BY KARISSA MILLER
Following last month’s mass shooting at a Texas elementary school, concerned community members spoke out Monday night at the Iredell-Statesville Schools Board of Education meeting about school safety, equitable education opportunities and other hot-button issues.
Community member Tom Snyder criticized the district for not being transparent about the total cost of the district’s security camera system upgrades, the number of schools involved and the 18-month timeline for implementation.
He also questioned why their readiness to respond to a crisis wasn’t a pressing priority until after the Texas shooting.
“I’m all for security. As far as the schools go, if someone props the door open, they should be fired on the spot. No exceptions. No second chance. No write up. You’re gone,” he said.
Snyder said that as a taxpayer he wants to be informed. He asked the district to be more transparent in the future.
Todd Scott, president of Statesville Branch NAACP, addressed the board about upholding the Leandro Act which aims to give all children the same level of educational opportunities as higher income students.
When the 2022-2023 school year begins, the state budget should include expansion items that set the youngest students on the road to success, he said.

WORK INSTRUCTIONS:
a – Answer these questions using the school board article:
(i) Who is president of the Statesville Branch NAACP?
(ii) What implementation timeline for the security camera system upgrades does Tom Snyder mention?
(iii) On what night did community members speak at the board meeting?
b – Translate this sentence from the school board article into Spanish: "Snyder said that as a taxpayer he wants to be informed."
c – Reproduce the part of the school board article starting with "BY KARISSA MILLER" and going on through "timeline for implementation.".

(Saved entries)

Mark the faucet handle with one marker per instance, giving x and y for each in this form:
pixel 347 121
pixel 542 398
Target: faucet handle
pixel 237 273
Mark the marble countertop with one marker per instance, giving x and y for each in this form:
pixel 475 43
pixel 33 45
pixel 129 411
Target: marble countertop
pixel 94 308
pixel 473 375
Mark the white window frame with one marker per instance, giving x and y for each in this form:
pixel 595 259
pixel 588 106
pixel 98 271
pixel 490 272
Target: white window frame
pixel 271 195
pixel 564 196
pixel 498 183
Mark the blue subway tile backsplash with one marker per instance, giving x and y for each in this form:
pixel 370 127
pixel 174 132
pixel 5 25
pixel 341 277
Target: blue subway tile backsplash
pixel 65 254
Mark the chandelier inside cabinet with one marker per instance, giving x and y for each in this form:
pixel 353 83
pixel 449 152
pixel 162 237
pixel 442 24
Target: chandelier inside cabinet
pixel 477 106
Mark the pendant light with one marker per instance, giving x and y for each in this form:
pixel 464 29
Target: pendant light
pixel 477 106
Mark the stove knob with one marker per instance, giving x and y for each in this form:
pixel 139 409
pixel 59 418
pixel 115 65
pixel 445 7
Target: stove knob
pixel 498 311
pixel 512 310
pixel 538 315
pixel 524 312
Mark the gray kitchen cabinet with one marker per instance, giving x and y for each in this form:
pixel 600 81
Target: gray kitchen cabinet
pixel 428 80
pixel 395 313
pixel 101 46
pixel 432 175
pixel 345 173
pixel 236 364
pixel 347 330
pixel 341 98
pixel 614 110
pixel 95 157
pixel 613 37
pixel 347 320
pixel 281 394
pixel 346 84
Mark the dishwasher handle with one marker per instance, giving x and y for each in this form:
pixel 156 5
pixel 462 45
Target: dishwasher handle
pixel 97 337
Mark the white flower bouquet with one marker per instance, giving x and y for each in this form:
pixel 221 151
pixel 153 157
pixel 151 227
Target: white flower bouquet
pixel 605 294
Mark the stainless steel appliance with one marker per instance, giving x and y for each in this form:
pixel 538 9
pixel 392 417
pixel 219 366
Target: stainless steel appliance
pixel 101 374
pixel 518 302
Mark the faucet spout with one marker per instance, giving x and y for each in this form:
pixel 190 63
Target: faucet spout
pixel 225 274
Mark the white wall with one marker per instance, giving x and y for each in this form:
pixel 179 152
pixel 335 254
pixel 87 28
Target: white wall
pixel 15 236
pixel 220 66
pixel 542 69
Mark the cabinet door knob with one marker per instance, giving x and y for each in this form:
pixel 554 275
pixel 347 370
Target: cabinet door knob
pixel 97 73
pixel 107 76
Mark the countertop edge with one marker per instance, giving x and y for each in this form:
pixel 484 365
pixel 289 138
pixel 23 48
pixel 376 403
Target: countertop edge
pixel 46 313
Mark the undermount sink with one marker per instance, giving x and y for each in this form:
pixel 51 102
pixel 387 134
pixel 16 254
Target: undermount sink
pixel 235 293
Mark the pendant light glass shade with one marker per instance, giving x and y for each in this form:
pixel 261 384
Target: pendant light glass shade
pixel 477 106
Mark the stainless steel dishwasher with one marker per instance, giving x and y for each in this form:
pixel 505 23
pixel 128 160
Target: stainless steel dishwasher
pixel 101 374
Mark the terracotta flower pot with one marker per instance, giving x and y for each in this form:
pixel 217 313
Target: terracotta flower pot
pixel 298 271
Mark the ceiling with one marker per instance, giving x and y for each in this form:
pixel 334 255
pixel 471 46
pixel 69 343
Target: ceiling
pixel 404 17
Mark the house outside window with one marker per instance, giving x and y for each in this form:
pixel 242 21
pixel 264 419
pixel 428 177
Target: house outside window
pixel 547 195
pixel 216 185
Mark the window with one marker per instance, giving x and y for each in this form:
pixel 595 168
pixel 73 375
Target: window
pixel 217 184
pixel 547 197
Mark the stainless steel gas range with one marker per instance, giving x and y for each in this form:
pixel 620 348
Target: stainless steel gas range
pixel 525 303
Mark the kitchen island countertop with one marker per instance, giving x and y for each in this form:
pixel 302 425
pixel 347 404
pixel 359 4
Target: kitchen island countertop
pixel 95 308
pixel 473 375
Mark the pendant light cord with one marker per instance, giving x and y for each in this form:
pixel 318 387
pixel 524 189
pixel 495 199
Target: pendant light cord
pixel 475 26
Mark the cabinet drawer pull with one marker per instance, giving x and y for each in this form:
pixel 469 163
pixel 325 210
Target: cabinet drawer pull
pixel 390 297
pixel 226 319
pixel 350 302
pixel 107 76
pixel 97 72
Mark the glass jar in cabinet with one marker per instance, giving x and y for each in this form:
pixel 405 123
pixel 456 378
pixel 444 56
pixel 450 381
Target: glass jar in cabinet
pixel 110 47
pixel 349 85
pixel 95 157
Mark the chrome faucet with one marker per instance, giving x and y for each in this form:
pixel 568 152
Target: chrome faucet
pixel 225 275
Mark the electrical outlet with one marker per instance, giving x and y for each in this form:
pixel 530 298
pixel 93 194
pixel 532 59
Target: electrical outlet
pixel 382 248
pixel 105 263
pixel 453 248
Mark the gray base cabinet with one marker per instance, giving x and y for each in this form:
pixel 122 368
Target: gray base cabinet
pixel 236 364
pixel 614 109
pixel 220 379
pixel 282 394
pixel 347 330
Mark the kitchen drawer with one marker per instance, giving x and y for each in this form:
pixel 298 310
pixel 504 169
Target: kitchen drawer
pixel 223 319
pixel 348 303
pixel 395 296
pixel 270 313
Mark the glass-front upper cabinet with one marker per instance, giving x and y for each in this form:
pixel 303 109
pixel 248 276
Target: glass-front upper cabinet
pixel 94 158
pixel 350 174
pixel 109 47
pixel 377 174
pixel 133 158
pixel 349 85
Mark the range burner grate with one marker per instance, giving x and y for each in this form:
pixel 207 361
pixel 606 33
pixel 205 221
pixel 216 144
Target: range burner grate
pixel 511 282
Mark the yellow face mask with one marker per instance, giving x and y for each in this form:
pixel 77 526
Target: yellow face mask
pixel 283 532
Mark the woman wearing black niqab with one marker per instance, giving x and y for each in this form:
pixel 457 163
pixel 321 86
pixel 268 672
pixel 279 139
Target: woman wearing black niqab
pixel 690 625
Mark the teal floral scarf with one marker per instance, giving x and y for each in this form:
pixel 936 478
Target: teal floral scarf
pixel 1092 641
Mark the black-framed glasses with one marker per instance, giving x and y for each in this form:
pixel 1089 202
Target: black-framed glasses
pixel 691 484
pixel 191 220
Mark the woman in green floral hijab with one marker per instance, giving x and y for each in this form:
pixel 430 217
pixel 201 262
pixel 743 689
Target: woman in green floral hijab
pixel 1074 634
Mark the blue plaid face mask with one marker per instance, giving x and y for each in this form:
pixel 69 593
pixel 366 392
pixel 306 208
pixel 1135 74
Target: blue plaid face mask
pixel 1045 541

RESPONSES PER TASK:
a –
(i) Todd Scott
(ii) 18 months
(iii) Monday night

b – Snyder dijo que, como contribuyente, quiere estar informado.

c –
BY KARISSA MILLER
Following last month’s mass shooting at a Texas elementary school, concerned community members spoke out Monday night at the Iredell-Statesville Schools Board of Education meeting about school safety, equitable education opportunities and other hot-button issues.
Community member Tom Snyder criticized the district for not being transparent about the total cost of the district’s security camera system upgrades, the number of schools involved and the 18-month timeline for implementation.